С этого момента Уваровская триада стала необходимым компонентом правительственной политики Николая I. Она призвана была дать идейное обоснование режиму, о котором посетивший Россию француз А.-де Кюстин писал: «Русский общественный строй – это строгая военная дисциплина вместо гражданского управления, это перманентное военное положение, ставшее нормальным состоянием государства» (10).

Из теории Уварова вовсе не вытекала необходимость политической и экономической изоляции России, хотя весьма желательной признавалась изоляция идейная. Взгляды Уварова были основаны на идее национальной исключительности и имперского превосходства России. Это была теория казенного патриотизма победоносной военной империи. Картина мира сформированная Уваровым, была универсальной, ибо аккумулировала представления самых разных слоев николаевского общества. В центре их были националистические образы, метко охарактеризованные князем Вяземским «квасным патриотизмом».

В соответствии с новой картиной мира надо было переписывать историю. В известной статье «Петр Великий» (1841 г.) Погодин так сформулировал задачу историков: «Период русской истории от Петра Великого до кончины Александра должно назвать периодом европейским... С императора Николая, которого министр в троесловной своей формуле России, после православия и самодержавия поставил народность..., начинается новый период русской истории, период национальный, которому на высшей степени его развития будет принадлежать, может быть, слава сделаться периодом в общей истории Европы и человечества» (11). Такие патриотические идеи усердно утверждались журналистами и университетскими профессорами, они излагались в школьных учебниках и звучали с театральной сцены.

(Сохранённые строки)

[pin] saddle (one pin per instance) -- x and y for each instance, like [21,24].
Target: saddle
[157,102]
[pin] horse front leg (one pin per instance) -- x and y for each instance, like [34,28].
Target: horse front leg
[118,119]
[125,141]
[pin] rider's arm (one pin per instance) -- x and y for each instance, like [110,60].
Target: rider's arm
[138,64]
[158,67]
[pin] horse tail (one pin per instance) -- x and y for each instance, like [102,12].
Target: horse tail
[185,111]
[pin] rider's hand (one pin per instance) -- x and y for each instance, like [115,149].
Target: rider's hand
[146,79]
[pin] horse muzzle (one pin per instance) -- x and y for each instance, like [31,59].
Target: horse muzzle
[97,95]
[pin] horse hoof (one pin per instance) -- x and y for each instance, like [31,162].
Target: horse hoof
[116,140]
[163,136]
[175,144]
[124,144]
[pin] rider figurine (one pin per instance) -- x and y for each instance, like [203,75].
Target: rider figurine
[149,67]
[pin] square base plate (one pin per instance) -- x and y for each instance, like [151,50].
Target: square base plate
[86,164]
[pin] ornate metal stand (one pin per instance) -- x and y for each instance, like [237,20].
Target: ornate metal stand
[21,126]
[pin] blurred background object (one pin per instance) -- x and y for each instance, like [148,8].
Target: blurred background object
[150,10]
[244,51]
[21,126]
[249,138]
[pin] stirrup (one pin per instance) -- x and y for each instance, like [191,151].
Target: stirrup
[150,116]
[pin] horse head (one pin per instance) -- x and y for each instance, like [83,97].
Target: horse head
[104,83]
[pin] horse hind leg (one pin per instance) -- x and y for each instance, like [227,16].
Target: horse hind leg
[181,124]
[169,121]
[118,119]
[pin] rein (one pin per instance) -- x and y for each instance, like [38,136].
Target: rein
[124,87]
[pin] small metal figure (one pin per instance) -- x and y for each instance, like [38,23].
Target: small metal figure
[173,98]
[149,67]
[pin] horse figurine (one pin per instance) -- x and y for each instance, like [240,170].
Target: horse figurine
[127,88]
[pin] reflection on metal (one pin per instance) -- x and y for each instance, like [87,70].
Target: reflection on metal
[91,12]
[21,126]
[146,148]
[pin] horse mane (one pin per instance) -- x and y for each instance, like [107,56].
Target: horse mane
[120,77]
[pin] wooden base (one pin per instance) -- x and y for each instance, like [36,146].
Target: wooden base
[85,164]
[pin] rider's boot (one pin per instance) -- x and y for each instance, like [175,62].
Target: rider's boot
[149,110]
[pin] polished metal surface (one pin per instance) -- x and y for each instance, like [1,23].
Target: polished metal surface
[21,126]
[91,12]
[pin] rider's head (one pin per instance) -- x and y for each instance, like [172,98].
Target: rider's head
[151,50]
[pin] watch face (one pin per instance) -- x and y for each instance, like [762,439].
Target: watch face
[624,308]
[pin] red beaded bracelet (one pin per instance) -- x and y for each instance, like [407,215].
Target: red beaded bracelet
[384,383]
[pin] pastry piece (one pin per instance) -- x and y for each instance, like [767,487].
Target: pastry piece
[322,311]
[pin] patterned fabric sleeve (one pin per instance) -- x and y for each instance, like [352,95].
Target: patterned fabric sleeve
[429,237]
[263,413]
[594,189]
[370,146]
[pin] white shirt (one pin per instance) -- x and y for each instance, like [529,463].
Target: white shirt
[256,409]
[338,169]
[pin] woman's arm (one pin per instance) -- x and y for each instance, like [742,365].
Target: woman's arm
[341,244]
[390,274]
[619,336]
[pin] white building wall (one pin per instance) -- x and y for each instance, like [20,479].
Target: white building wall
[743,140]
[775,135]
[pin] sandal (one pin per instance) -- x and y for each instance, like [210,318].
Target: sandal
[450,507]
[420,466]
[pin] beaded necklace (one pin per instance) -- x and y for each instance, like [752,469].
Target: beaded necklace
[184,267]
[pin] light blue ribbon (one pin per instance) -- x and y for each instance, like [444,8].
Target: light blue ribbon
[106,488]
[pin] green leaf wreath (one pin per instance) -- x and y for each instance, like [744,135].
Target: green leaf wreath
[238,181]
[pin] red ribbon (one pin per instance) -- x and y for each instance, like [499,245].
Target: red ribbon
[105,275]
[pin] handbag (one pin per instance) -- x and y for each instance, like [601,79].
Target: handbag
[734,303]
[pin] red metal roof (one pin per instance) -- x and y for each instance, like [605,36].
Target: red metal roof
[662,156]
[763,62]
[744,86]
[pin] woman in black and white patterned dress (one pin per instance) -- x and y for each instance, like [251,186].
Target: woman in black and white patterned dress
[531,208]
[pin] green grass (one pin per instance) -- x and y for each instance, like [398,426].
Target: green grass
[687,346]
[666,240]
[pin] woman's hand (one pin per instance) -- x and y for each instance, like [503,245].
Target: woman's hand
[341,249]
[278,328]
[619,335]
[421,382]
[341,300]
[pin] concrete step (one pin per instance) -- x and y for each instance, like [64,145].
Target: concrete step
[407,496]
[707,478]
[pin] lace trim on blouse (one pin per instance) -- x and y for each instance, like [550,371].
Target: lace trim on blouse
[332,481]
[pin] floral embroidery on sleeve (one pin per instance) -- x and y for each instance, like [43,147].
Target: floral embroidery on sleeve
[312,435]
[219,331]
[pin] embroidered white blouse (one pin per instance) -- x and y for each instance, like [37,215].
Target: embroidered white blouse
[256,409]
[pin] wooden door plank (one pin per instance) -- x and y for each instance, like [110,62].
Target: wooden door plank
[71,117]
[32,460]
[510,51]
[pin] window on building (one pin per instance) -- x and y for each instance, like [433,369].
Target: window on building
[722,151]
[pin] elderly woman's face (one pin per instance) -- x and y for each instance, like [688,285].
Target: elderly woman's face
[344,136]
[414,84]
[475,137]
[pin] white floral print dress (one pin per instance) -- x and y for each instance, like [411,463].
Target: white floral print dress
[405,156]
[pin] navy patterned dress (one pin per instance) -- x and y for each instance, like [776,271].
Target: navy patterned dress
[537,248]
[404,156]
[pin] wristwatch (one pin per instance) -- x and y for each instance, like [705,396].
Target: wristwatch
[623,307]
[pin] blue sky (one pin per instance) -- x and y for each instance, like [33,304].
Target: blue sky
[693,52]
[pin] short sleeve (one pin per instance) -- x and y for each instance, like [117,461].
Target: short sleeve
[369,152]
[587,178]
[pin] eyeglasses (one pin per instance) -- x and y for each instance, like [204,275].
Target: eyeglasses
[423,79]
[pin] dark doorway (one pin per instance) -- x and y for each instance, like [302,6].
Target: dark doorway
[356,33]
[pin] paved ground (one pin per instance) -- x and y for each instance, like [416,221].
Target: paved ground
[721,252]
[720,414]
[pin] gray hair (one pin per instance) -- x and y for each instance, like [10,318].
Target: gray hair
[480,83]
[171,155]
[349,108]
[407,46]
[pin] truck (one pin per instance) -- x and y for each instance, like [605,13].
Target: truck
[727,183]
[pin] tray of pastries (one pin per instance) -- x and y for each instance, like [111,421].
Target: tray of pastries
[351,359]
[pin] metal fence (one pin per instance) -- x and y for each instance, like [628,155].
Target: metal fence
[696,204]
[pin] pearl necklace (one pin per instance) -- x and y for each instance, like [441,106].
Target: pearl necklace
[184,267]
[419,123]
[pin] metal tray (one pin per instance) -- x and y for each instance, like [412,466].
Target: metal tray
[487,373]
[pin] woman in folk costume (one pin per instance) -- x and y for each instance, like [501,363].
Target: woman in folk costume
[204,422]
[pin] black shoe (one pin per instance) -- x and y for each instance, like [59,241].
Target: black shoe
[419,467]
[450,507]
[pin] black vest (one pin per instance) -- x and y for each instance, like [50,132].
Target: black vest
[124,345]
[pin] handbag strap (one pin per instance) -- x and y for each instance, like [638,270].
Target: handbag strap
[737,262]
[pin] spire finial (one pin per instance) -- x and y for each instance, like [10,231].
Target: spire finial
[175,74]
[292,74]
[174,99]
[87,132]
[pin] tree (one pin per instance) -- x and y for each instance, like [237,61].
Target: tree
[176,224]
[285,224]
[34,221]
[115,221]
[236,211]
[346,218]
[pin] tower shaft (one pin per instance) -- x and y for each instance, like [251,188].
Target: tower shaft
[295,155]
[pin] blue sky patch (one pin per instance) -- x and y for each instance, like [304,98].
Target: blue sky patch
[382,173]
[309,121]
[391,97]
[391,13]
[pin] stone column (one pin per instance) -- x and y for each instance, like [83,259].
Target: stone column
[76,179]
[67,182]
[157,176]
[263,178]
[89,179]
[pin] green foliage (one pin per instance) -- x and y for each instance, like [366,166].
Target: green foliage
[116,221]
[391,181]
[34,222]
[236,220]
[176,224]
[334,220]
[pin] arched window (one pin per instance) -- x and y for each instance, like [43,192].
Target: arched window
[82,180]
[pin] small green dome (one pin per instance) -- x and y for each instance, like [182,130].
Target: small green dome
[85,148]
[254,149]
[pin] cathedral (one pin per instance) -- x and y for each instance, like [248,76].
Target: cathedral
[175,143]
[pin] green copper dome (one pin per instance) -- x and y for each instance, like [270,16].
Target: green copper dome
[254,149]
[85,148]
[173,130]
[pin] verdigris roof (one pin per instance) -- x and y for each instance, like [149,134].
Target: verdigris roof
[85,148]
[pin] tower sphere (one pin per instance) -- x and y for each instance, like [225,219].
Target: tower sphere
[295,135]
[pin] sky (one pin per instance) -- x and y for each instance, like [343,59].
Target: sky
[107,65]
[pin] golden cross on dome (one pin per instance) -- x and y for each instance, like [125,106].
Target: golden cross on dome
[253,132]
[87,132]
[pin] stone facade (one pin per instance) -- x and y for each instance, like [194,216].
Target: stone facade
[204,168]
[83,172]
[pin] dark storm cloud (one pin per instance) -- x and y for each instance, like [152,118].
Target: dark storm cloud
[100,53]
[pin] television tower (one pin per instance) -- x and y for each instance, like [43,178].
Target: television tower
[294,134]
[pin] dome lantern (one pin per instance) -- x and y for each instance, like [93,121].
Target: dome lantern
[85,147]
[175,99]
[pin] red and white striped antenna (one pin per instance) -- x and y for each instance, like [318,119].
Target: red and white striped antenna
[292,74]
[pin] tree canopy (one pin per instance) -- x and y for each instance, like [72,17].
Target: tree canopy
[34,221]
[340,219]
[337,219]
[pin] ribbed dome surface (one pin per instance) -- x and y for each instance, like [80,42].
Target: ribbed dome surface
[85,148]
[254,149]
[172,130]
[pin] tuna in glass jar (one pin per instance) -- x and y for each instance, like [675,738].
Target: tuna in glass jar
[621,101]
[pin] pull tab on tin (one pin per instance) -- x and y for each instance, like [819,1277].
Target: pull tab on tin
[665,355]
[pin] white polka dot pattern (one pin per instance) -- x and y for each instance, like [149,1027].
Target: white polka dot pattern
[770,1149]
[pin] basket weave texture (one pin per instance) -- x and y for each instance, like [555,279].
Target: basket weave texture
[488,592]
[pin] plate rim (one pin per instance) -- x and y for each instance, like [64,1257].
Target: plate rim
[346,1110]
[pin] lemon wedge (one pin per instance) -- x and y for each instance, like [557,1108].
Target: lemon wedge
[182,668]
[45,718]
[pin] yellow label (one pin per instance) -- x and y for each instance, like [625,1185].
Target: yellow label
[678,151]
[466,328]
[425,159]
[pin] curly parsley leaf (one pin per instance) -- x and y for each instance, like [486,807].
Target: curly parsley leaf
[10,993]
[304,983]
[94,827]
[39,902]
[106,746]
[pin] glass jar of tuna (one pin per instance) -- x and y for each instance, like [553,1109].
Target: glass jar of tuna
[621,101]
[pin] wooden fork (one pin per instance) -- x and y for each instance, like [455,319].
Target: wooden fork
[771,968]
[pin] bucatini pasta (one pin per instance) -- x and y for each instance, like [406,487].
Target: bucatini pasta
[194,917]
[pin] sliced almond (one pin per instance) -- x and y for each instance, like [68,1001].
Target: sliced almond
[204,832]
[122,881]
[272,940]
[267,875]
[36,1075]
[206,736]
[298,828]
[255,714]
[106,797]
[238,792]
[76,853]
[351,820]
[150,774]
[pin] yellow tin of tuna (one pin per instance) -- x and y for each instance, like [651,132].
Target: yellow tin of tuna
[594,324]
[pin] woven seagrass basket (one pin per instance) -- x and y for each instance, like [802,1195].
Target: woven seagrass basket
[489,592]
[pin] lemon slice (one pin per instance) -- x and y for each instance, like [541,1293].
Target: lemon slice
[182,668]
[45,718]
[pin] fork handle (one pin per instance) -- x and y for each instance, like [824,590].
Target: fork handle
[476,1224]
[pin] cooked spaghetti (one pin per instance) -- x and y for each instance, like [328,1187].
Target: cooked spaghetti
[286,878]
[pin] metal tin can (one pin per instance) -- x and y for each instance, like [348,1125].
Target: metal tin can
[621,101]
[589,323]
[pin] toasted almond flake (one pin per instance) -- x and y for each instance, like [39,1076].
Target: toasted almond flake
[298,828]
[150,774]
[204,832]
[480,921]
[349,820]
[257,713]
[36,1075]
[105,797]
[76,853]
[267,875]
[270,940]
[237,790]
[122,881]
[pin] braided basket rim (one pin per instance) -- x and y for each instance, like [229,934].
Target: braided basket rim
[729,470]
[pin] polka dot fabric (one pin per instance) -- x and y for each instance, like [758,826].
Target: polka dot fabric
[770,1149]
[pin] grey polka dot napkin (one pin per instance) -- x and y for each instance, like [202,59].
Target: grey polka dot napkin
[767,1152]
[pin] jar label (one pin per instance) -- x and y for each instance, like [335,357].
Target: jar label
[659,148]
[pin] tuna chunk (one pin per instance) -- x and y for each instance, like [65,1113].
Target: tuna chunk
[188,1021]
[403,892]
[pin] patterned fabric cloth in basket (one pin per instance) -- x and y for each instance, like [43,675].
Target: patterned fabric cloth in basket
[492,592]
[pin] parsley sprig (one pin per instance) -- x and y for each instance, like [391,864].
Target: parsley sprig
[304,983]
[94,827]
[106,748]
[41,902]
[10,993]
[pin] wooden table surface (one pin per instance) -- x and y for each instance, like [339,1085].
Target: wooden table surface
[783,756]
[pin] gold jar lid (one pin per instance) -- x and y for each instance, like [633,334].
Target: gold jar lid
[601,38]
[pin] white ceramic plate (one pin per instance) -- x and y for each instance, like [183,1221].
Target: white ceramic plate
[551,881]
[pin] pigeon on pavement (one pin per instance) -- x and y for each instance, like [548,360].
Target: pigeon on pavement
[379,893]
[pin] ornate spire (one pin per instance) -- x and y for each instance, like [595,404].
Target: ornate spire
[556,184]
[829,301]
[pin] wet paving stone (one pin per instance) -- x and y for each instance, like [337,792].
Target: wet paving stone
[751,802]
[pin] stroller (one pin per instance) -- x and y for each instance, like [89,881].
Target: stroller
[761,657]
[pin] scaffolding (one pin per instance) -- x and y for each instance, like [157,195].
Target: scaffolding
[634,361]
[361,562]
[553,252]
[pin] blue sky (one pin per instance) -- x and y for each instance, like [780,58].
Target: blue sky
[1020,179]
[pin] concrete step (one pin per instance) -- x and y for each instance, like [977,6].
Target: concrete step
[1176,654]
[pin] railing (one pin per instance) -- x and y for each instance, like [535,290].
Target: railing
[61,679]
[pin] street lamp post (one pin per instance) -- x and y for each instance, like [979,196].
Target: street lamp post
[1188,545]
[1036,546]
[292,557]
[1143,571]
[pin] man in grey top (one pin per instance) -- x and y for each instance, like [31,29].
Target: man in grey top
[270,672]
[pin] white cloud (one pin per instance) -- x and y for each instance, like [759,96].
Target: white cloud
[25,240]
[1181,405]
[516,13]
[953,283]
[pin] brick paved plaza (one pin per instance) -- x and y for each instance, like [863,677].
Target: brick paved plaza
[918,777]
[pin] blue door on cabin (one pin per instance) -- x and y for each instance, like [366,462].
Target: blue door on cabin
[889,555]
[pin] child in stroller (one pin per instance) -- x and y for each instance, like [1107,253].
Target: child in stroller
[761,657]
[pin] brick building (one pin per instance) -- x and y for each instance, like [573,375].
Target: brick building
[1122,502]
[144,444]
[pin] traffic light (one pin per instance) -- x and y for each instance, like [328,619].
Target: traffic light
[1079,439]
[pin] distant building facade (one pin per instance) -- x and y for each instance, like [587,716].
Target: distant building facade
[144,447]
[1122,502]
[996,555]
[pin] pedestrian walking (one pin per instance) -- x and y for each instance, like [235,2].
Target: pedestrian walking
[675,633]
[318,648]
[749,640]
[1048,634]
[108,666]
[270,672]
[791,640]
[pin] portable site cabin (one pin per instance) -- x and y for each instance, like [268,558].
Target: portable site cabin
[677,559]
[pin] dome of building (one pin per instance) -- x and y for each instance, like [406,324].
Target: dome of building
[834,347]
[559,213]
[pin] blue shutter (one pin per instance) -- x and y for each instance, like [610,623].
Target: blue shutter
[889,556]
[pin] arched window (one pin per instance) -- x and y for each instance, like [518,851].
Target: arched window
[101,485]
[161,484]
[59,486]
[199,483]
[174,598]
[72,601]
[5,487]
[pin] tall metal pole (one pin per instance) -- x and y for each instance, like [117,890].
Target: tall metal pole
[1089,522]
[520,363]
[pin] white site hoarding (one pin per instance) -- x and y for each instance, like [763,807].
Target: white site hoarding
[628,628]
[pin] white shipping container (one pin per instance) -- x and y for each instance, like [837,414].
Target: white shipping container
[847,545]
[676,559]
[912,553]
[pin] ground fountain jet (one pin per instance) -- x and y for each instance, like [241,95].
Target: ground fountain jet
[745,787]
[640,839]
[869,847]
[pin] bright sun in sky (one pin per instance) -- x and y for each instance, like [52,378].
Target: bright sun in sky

- **Суть задания**:
Почему, согласно тексту об Уваровской триаде, картина мира, сформированная Уваровым, была универсальной? Ответьте одним предложением.

- **Результат упражнения**:
Она была универсальной, потому что аккумулировала представления самых разных слоев николаевского общества.